* **Required work**:
Give the number of lines in the listing below that include the word "shadow", with nothing more.

* **The input**:
******************************

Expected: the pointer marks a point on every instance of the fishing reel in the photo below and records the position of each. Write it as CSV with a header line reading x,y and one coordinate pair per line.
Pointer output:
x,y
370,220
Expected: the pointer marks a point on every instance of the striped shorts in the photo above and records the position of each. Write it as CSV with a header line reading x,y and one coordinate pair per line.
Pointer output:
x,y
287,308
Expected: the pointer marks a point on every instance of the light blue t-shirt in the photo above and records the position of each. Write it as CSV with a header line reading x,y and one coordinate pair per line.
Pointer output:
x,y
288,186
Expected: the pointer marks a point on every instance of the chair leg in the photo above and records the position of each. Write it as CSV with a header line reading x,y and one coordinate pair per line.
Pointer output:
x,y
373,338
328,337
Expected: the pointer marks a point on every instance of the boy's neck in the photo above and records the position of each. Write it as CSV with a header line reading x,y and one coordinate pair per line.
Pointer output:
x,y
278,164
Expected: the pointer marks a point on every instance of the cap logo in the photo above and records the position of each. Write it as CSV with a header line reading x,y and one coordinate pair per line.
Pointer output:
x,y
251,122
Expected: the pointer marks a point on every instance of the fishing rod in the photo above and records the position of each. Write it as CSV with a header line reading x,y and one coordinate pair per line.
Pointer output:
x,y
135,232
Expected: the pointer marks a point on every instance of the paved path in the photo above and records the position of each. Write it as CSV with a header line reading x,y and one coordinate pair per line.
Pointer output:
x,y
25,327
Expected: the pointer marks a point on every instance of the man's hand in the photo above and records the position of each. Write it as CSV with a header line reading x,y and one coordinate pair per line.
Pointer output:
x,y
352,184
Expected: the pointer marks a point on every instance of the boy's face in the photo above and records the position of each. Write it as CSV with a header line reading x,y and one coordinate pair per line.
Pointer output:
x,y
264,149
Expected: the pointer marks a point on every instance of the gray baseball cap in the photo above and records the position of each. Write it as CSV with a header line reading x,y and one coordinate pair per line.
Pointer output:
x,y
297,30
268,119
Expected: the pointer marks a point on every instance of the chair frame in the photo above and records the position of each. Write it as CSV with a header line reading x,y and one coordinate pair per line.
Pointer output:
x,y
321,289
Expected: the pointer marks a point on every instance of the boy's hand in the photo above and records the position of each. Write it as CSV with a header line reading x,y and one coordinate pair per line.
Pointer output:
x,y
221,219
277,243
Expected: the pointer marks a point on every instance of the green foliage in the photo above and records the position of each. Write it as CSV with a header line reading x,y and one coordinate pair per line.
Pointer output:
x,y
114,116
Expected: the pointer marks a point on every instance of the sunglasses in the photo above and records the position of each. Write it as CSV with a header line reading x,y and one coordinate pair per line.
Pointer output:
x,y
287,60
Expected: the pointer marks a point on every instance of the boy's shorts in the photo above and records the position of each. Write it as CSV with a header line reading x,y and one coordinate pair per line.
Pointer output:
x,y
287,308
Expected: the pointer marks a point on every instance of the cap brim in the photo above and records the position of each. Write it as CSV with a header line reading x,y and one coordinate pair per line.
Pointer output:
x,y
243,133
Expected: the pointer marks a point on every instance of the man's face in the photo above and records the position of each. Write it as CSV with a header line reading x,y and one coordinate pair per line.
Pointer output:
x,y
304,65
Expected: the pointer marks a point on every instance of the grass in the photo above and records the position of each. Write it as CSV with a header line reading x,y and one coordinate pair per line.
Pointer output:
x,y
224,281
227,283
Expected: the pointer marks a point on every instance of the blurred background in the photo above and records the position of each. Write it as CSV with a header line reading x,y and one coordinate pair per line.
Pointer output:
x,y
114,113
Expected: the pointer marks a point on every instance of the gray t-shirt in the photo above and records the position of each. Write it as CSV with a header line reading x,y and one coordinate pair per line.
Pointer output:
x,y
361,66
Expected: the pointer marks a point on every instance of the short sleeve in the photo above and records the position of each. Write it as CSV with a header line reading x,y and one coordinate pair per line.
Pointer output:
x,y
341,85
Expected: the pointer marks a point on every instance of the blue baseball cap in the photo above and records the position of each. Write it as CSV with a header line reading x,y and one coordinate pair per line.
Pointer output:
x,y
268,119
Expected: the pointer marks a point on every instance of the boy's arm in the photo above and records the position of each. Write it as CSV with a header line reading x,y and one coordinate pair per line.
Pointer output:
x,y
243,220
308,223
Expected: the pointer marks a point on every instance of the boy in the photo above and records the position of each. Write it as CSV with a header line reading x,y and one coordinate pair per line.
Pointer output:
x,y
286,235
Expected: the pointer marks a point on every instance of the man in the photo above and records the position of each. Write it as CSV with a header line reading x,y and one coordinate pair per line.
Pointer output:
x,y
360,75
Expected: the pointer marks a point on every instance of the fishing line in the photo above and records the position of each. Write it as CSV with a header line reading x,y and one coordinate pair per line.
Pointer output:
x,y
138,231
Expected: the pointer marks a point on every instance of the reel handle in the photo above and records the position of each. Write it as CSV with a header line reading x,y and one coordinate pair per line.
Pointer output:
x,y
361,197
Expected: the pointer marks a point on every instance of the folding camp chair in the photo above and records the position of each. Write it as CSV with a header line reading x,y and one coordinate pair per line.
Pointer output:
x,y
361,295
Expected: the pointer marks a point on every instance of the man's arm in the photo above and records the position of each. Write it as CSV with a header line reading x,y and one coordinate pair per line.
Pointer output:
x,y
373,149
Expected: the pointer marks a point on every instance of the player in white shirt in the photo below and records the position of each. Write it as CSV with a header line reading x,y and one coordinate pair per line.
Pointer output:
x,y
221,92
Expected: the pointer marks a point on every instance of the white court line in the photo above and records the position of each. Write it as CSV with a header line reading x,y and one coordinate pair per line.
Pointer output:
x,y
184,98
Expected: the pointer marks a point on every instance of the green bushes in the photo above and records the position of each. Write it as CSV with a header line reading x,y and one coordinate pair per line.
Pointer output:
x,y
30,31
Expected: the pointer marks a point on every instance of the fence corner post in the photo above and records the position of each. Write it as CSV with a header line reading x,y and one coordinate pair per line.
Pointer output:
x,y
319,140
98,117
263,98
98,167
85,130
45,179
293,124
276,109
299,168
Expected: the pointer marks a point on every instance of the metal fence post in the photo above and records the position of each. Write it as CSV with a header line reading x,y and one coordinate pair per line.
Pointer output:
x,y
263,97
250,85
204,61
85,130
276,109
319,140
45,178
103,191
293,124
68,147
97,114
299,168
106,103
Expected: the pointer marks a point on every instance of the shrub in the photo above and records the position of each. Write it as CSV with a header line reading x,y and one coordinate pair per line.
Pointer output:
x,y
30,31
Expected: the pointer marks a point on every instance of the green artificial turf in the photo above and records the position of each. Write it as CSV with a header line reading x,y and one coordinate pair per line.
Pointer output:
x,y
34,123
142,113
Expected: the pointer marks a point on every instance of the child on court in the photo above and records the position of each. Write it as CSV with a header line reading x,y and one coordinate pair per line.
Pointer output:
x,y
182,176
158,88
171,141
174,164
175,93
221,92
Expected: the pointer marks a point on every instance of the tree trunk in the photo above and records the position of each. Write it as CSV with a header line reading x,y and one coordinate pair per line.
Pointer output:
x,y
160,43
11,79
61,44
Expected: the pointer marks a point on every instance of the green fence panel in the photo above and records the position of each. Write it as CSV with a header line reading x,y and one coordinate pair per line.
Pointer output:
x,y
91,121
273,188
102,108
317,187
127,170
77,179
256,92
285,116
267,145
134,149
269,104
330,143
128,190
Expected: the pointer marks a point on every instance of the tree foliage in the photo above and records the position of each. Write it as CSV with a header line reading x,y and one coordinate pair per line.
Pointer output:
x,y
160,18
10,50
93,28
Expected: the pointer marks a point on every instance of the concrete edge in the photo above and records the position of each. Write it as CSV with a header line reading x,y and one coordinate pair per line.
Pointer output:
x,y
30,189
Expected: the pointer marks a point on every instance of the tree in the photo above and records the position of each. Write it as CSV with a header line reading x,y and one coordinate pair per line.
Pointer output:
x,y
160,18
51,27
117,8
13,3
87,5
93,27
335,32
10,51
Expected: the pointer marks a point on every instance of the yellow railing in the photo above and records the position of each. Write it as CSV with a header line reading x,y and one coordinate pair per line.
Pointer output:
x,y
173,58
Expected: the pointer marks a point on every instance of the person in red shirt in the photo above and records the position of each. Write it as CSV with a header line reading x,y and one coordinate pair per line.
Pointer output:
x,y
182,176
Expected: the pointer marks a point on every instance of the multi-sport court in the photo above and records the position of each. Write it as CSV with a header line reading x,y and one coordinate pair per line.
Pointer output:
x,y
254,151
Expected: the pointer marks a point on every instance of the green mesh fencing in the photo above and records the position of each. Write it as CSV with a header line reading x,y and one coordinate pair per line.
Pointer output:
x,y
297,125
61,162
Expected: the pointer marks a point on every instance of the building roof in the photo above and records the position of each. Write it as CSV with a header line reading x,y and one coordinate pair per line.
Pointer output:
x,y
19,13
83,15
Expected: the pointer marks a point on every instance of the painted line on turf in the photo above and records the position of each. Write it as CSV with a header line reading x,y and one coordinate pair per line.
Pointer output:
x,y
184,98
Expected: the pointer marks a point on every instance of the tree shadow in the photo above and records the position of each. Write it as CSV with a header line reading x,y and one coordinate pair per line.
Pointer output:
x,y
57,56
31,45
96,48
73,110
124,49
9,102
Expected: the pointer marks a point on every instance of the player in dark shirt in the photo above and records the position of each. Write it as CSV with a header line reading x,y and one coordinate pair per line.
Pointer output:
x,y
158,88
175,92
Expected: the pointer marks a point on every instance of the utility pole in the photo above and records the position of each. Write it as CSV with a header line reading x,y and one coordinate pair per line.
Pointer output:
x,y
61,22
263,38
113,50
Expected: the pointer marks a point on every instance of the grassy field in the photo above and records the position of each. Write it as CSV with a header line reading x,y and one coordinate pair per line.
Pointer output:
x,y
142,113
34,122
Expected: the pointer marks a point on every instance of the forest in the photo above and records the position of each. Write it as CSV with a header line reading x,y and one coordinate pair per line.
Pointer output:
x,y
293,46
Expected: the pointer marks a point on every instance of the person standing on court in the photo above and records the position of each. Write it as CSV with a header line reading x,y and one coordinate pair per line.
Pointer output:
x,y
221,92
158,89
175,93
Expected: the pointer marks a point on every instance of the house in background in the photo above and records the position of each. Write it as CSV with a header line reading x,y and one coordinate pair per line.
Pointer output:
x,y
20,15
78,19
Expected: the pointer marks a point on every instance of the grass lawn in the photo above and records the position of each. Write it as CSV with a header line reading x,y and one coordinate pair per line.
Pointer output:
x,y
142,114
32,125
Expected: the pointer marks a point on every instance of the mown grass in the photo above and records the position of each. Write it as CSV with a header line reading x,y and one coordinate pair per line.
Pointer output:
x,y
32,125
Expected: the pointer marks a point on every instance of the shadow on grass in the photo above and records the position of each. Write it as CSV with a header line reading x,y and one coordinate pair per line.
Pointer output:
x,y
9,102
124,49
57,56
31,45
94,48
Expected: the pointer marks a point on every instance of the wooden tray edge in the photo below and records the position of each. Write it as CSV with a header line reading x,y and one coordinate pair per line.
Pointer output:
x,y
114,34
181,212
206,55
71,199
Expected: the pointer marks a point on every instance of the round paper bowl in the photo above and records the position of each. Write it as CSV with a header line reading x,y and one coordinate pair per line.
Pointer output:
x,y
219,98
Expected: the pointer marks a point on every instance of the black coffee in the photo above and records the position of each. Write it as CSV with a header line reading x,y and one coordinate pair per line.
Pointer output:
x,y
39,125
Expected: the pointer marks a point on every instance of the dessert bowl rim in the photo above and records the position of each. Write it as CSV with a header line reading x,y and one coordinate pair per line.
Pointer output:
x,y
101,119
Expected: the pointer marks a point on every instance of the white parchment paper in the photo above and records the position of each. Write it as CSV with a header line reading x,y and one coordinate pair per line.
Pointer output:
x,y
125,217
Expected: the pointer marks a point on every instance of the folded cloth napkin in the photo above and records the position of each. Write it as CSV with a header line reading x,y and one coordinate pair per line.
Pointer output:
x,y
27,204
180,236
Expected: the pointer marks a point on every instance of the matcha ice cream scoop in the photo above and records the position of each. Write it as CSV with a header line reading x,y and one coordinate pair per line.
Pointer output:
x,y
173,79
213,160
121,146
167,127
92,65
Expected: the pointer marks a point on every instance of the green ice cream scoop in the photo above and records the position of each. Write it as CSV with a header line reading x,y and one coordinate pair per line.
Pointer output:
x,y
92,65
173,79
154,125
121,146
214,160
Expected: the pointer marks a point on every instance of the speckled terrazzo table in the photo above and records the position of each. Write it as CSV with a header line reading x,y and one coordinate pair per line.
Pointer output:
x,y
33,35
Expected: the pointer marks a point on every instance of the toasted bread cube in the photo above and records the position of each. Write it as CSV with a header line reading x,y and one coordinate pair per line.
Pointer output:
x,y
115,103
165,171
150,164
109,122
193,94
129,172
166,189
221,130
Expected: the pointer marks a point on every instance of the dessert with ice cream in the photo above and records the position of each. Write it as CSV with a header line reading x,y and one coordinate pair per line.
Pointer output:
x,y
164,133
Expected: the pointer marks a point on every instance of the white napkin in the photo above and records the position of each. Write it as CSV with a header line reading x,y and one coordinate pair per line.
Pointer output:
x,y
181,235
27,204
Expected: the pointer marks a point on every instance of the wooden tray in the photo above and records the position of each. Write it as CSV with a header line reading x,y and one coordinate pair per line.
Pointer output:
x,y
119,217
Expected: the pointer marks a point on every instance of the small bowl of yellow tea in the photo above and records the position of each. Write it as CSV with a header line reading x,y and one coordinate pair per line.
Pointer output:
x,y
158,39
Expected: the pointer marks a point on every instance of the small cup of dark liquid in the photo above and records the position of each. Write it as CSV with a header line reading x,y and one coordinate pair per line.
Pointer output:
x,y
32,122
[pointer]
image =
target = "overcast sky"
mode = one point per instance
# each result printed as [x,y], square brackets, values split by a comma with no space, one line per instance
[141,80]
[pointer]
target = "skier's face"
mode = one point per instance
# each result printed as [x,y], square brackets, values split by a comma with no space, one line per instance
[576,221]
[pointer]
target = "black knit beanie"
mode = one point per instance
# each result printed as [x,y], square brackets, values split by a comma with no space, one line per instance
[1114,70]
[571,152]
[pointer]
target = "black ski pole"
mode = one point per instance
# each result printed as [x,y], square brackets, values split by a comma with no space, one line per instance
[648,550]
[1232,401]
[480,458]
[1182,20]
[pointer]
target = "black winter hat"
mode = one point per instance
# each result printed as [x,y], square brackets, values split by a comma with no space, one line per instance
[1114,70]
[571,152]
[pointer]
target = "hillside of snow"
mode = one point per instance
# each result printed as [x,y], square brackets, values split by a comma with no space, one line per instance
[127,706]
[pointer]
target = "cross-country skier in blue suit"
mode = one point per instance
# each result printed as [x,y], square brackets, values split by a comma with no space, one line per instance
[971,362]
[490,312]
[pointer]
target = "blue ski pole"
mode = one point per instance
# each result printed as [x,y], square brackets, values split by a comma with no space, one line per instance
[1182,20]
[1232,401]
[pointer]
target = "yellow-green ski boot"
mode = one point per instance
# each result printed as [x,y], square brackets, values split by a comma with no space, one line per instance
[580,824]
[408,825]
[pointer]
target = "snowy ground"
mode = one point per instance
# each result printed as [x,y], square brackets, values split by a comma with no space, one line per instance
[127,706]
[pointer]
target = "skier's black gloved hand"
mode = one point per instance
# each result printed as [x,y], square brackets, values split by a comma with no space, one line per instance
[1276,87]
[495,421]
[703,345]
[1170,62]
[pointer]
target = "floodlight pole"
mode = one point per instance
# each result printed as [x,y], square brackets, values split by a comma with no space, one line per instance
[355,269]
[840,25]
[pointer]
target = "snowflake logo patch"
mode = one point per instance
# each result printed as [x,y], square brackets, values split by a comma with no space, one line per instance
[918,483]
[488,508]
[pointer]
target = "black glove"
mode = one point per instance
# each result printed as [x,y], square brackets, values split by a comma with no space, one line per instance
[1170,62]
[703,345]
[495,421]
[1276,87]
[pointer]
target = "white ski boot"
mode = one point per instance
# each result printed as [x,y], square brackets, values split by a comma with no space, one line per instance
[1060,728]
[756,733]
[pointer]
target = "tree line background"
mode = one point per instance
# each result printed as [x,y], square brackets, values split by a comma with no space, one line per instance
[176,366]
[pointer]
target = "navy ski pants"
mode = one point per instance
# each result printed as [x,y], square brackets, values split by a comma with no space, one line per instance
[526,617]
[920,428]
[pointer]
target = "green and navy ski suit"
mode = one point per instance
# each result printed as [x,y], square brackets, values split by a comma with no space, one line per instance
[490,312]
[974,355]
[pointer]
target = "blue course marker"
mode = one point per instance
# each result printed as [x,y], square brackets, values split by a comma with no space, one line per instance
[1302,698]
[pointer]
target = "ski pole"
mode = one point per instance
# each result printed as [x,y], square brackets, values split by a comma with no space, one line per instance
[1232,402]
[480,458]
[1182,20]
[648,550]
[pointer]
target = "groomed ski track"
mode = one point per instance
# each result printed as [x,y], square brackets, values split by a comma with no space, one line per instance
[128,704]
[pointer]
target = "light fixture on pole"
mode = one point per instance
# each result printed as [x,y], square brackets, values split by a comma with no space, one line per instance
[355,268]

******************************

* **Task result**:
2